* Instruction a: In the text on the proposed penalties, how does the Tribunal describe the failure to carry E & O insurance during the period in question?

* Source document:
The Proposed Penalties
By s. 39(1) of the Act, the Superintendent is authorized to impose an administrative penalty on persons whom he is satisfied have contravened or not complied with a requirement established under the Act, other than certain requirements not relevant in this matter. Such penalties are imposed, as stated by s. 38(1) of the Act, “[t]o promote compliance with the requirements established under the Act”, and “[to] prevent a person or entity from deriving, directly or indirectly, any economic benefit as a result of contravening or failing to comply with a requirement established under this Act.”
Criteria governing the amount of an administrative penalty to be imposed are provided by section 3 of The Administrative Penalties Regulation, O. Reg. 192/08:
The Superintendent shall consider only the following criteria when determining the amount of an administrative penalty to be imposed under section 39 of the Act for a purpose set out in section 38 of the Act:
The degree to which the contravention or failure was intentional, reckless or negligent.
The extent of the harm or potential harm to others resulting from the contravention or failure.
The extent to which the person or entity tried to mitigate any loss or take other remedial action.
The extent to which the person or entity derived or reasonably might have expected to derive, directly or indirectly, any economic benefit from the contravention or failure.
Any other contraventions or failures to comply with a requirement established under the Act or with any other financial services legislation of Ontario or of any jurisdiction during the preceding five years by the person or entity.
Applying these criteria to the conduct of Nordale which gave rise to the NOP to impose an administrative monetary penalty, the Tribunal finds as follows:
The failure to carry E & O insurance during the period in question was grossly negligent. Nordale, through its principal broker, was well aware of the need for separate insurance apart from any required for the real estate business which it also carried on. This was not disputed. The e-mail message to Nordale from its insurance broker, warning that its existing policy was expiring and required renewal was unambiguous. Making all allowances for a human propensity to see what one wishes to see, the principal broker could scarcely have turned his mind at all to what the message actually said, in order to conclude that the renewal was being looked after without further action by Nordale, and that the attached copy of the certificate of the expiring policy was a certificate for the renewed policy. Even if the application form for a renewal was inadvertently omitted from the attachments to the e-mail, it was referred to in the attachments, and an omission should reasonably have given rise to an enquiry.

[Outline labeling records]

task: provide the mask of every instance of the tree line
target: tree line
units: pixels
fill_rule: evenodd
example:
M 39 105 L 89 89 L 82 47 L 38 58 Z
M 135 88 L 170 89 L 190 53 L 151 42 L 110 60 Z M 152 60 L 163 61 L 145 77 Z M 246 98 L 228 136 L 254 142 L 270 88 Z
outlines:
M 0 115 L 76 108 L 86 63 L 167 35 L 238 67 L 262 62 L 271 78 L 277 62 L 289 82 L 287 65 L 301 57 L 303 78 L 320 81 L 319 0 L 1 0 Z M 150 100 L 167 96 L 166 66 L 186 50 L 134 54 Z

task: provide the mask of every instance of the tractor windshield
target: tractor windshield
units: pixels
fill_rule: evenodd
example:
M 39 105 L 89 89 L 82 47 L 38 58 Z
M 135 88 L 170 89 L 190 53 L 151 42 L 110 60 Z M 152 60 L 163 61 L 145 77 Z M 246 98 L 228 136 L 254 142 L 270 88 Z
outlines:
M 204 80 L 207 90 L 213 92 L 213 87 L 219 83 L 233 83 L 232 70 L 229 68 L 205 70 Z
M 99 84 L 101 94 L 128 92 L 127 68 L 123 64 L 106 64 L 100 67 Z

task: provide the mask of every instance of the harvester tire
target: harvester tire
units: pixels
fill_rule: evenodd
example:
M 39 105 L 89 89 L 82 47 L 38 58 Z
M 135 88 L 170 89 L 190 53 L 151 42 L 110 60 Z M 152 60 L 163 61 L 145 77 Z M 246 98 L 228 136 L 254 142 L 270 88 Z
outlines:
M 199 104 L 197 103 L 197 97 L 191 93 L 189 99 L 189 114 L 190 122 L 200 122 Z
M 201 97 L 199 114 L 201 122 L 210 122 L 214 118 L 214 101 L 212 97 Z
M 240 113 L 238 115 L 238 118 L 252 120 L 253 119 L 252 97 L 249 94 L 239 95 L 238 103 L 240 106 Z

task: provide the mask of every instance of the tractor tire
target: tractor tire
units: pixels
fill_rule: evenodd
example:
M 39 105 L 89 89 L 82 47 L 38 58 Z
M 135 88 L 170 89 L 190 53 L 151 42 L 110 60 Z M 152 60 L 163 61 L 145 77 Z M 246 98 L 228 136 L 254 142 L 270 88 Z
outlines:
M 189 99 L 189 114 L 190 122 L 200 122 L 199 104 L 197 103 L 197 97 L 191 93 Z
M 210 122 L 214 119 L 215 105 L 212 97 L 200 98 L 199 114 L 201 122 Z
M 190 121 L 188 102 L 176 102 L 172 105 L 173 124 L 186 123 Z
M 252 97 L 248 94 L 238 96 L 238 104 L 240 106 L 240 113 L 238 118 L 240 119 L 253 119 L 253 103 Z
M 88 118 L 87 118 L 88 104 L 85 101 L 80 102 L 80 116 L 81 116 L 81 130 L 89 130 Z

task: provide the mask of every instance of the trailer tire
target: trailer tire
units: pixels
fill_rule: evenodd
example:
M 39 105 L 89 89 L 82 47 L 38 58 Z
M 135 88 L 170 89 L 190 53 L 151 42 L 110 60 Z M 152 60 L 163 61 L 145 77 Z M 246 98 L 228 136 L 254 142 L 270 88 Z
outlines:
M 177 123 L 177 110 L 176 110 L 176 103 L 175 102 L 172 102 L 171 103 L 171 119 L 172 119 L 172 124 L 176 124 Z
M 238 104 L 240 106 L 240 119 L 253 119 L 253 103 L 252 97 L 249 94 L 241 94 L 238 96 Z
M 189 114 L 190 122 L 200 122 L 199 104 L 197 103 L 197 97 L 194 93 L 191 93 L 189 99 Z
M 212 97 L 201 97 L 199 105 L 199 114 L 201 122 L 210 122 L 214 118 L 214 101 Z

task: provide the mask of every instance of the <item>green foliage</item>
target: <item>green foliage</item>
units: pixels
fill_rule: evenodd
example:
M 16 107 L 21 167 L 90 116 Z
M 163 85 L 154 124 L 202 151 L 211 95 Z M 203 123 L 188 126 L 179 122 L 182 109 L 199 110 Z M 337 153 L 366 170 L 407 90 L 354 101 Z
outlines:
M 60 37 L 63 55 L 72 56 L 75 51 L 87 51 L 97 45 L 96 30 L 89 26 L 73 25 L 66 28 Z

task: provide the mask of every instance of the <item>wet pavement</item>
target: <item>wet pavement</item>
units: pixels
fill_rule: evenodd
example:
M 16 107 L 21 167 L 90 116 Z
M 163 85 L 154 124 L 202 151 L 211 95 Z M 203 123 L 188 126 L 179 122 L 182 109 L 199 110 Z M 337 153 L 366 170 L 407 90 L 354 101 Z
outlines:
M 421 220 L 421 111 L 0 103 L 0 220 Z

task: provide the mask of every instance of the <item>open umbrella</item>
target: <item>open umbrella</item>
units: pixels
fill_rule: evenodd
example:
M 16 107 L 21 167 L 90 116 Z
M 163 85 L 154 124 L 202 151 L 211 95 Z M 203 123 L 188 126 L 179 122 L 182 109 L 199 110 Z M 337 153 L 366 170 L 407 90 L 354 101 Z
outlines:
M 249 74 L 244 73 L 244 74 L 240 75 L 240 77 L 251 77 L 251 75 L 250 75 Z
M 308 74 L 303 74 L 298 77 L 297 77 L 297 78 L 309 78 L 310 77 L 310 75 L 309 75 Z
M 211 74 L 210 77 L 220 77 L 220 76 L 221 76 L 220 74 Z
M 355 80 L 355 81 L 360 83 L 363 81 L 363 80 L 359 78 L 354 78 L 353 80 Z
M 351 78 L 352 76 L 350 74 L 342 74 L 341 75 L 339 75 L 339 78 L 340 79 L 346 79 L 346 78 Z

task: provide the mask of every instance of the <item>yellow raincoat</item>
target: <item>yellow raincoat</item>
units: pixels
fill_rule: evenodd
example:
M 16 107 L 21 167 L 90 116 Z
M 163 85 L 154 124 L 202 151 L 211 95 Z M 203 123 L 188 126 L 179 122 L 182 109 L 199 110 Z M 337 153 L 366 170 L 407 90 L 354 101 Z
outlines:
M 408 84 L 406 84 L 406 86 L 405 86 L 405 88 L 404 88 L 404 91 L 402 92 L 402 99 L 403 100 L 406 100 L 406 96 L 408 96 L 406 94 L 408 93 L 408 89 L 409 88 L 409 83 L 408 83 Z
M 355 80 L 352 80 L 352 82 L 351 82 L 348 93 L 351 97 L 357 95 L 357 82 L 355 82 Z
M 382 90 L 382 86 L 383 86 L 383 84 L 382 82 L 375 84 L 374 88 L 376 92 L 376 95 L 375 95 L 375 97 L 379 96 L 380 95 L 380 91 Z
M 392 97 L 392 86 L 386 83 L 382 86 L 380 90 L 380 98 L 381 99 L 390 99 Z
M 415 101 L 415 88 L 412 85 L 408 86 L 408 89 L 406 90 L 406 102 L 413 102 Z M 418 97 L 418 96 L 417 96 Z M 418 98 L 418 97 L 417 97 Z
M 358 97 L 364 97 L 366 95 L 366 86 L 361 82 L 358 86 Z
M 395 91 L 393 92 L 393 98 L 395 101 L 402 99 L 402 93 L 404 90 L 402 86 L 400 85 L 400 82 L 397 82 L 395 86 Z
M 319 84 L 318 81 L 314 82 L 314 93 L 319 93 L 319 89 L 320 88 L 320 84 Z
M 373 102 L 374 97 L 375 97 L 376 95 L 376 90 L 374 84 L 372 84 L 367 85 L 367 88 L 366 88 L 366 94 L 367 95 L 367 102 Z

---

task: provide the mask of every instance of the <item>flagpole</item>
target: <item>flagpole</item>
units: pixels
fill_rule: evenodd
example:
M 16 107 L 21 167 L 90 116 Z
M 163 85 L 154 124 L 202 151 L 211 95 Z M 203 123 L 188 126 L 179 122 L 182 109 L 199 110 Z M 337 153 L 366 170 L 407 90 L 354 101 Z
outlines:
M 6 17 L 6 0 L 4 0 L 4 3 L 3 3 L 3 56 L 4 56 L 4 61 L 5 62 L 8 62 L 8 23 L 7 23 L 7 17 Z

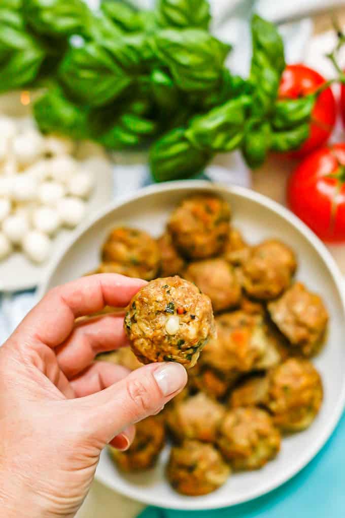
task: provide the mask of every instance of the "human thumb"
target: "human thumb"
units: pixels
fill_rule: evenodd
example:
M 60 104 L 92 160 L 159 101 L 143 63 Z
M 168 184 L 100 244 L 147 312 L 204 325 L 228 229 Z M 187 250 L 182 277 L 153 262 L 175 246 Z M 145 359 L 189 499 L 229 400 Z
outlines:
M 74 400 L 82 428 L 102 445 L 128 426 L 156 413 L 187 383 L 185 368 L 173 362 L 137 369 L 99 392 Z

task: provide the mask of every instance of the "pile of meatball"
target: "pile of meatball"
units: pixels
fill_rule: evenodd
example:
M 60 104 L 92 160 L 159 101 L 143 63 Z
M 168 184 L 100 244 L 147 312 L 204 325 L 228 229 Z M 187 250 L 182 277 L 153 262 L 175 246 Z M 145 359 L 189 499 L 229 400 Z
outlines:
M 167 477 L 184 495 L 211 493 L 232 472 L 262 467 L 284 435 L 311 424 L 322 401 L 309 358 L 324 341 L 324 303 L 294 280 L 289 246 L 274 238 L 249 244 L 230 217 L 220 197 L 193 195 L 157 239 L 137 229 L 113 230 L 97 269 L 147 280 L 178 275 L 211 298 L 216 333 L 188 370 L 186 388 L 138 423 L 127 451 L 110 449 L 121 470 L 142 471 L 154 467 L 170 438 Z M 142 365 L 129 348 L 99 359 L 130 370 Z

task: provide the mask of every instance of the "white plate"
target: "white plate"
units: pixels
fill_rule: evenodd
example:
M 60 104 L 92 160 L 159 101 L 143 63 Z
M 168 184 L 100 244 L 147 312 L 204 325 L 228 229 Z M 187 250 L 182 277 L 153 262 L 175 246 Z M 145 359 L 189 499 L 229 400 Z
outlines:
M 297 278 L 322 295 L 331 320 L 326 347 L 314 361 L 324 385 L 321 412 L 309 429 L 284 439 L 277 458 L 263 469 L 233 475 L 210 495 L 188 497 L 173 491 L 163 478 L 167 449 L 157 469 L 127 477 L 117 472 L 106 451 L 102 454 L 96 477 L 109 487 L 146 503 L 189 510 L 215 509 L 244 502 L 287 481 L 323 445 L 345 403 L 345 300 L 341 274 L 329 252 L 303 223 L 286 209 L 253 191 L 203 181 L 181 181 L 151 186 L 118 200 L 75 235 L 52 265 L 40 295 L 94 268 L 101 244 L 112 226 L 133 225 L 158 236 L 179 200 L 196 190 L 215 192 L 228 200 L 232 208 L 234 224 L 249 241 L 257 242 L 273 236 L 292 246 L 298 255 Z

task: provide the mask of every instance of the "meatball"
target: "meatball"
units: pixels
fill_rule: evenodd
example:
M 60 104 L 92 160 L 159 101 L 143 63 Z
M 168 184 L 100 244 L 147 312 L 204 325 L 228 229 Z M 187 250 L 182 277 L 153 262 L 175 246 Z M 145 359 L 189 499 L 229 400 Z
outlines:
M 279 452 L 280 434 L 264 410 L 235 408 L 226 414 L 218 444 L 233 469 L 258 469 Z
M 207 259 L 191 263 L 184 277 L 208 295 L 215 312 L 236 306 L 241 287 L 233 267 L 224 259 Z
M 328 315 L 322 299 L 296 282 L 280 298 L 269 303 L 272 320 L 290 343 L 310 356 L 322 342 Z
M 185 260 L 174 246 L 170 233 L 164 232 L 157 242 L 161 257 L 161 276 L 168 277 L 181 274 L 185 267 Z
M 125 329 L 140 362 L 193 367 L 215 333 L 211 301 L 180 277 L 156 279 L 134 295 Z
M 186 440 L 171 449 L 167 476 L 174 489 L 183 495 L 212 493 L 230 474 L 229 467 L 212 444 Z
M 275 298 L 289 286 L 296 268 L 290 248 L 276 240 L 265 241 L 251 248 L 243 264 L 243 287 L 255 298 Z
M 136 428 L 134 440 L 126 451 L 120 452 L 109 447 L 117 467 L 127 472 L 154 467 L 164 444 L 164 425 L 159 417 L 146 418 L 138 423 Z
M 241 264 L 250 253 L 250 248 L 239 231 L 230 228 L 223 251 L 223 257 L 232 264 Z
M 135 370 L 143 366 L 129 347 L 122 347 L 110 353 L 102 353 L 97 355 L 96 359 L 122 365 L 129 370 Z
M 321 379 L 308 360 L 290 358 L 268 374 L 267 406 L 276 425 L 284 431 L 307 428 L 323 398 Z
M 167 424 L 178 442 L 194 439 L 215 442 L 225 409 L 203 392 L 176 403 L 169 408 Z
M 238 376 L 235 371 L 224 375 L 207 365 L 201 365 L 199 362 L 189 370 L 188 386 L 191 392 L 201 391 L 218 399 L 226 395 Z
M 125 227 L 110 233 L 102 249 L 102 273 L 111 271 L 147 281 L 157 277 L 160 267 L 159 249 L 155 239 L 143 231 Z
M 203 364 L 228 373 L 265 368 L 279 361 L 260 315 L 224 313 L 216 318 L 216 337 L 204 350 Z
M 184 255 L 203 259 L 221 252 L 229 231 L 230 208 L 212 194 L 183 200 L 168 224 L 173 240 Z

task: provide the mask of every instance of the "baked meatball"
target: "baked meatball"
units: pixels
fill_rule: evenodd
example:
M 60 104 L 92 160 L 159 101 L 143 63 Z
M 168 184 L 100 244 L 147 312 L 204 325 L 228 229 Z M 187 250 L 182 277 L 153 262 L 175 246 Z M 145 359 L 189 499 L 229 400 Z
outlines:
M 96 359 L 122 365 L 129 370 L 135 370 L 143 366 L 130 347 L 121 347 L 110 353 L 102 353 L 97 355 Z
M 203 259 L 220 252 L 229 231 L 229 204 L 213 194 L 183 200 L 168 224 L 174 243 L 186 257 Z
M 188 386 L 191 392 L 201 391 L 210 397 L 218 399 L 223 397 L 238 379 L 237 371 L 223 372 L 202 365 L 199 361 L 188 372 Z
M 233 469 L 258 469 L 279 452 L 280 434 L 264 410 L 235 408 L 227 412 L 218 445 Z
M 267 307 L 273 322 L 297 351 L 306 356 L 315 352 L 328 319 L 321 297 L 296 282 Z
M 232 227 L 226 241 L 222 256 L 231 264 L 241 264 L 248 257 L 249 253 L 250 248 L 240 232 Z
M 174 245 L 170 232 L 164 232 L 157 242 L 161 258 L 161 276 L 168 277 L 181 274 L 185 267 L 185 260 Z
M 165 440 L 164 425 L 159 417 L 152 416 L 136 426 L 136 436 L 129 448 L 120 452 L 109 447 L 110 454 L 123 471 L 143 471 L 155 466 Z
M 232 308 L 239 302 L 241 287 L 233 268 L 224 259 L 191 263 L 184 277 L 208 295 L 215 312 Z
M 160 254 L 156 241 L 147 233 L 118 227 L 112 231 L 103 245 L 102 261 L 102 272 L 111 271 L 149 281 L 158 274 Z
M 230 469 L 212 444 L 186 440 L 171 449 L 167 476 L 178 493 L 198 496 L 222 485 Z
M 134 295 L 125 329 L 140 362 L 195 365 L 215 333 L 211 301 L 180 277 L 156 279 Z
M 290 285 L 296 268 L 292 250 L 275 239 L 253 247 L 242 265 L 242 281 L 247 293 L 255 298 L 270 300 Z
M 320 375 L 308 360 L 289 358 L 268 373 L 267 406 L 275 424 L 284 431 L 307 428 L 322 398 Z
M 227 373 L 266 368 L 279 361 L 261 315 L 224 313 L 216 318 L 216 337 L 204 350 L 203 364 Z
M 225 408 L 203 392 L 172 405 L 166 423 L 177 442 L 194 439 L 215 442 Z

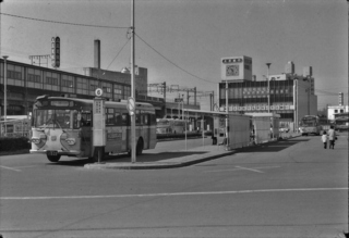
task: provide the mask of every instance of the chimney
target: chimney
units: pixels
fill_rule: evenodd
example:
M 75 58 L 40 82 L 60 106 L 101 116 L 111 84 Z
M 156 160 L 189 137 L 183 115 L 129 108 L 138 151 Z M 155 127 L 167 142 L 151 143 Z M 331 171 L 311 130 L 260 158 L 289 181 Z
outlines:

* Instruction b: In the records, take the lines between the one holding "task: provide the mask of every instance of the tractor tire" and the one holding "M 88 118 L 87", inclusive, and write them out again with "tractor tire" swapped for "tractor wheel" and nothing else altered.

* Correct answer a: The Tribunal describes it as grossly negligent.

* Correct answer b:
task: provide the mask of every instance of the tractor wheel
target: tractor wheel
units: pixels
fill_rule: evenodd
example:
M 39 105 L 89 89 L 82 47 L 38 58 Z
M 135 88 L 170 89 L 190 53 L 151 42 L 110 60 Z M 152 60 L 163 61 L 145 77 Z M 246 98 L 228 136 L 254 142 L 270 88 Z
outlines:
M 189 99 L 189 114 L 190 122 L 200 122 L 199 104 L 197 103 L 197 97 L 191 93 Z
M 210 122 L 214 119 L 215 105 L 212 97 L 200 98 L 199 114 L 201 122 Z
M 190 121 L 188 102 L 176 102 L 172 105 L 173 124 L 186 123 Z
M 252 97 L 248 94 L 238 96 L 238 104 L 240 106 L 240 113 L 238 118 L 240 119 L 253 119 L 253 103 Z
M 88 118 L 87 118 L 88 104 L 85 101 L 80 102 L 80 116 L 81 116 L 81 130 L 89 130 Z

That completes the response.